Последний взмах рукой — уже перед дверцами машины. Едут через лес в сторону Потсдама. Агент как бы между прочим задает вопрос: нет ли у него с собой оружия? «Тут я почувствовал: дело плохо», — рассказывал Аденауэр впоследствии; ему было известно, как это делается: заводят человека в чащу и — «убит при попытке к бегству». Но все обошлось, машина не остановилась. Оставшиеся домочадцы однако ясно услышали звуки выстрелов и сразу подумали, что с их мужем и отцом случилось самое худшее. Оказалось, что это на вилле неподалеку отряд эсэсовцев расправился с предшественником Гитлера на посту канцлера — генералом Шлейхером, заодно они убили и его жену.
Аденауэр провел ночь и весь следующий день вместе с тремя десятками товарищей по несчастью в реквизированном эсэсовцами школьном здании, превращенном в тюрьму: мест в обычных тюрьмах не хватало. В понедельник утром он был доставлен в полицейское управление Потсдама, там его несколько часов продержали в одиночной камере, потом начался допрос… Гусей в это время обивала пороги разных участков и учреждений в попытках узнать что-нибудь о муже. От нее попросту отмахивались. Вернувшись в Ней-Бабельсберг, она не может сообщить детям ничего утешительного, остается только просить милости у Бога.
Внезапно в понедельник вечером у дома вновь останавливается машина, и — о чудо! — из нее появляется отец семейства, живой и невредимый, только с явными следами двух бессонных ночей. Его освобождение стало следствием отданной Гитлером директивы — прекратить дальнейшие репрессии и выпустить всех, кто прямо не был связан с Ремом и его компанией. Домочадцы радуются: теперь все будет в порядке. Сам Конрад настроен менее оптимистично; он увидел нацистскую карательную машину в действии и мрачно бросает: «Гитлер не выпустит из-под прицела ни одного из своих бывших противников».

#### Задания
(1) Ответьте по отрывку об аресте Аденауэра:
(a) С кем расправился отряд эсэсовцев на вилле неподалеку?
(b) Куда доставили Аденауэра в понедельник утром?
(c) Следствием чего стало его освобождение?
(2) Воспроизведите дословно фрагмент отрывка об аресте Аденауэра: всё, начиная со слов «Аденауэр провел ночь» и заканчивая словами «милости у Бога.».

#### Отображаемые данные
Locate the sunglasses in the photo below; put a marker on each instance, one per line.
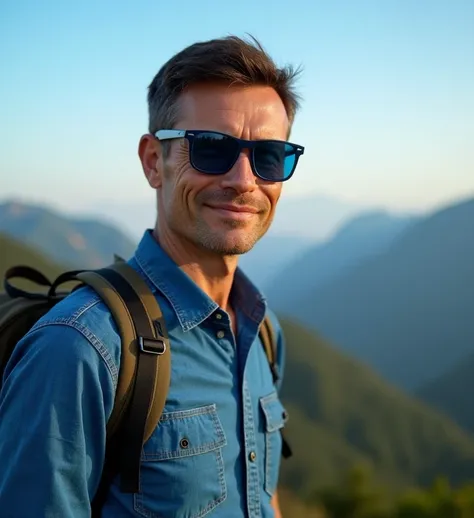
(211, 152)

#### Ответы
(1)
(a) С генералом Шлейхером, предшественником Гитлера на посту канцлера; заодно убили и его жену.
(b) В полицейское управление Потсдама.
(c) Директивы Гитлера прекратить дальнейшие репрессии и выпустить всех, кто прямо не был связан с Ремом и его компанией.

(2)
Аденауэр провел ночь и весь следующий день вместе с тремя десятками товарищей по несчастью в реквизированном эсэсовцами школьном здании, превращенном в тюрьму: мест в обычных тюрьмах не хватало. В понедельник утром он был доставлен в полицейское управление Потсдама, там его несколько часов продержали в одиночной камере, потом начался допрос… Гусей в это время обивала пороги разных участков и учреждений в попытках узнать что-нибудь о муже. От нее попросту отмахивались. Вернувшись в Ней-Бабельсберг, она не может сообщить детям ничего утешительного, остается только просить милости у Бога.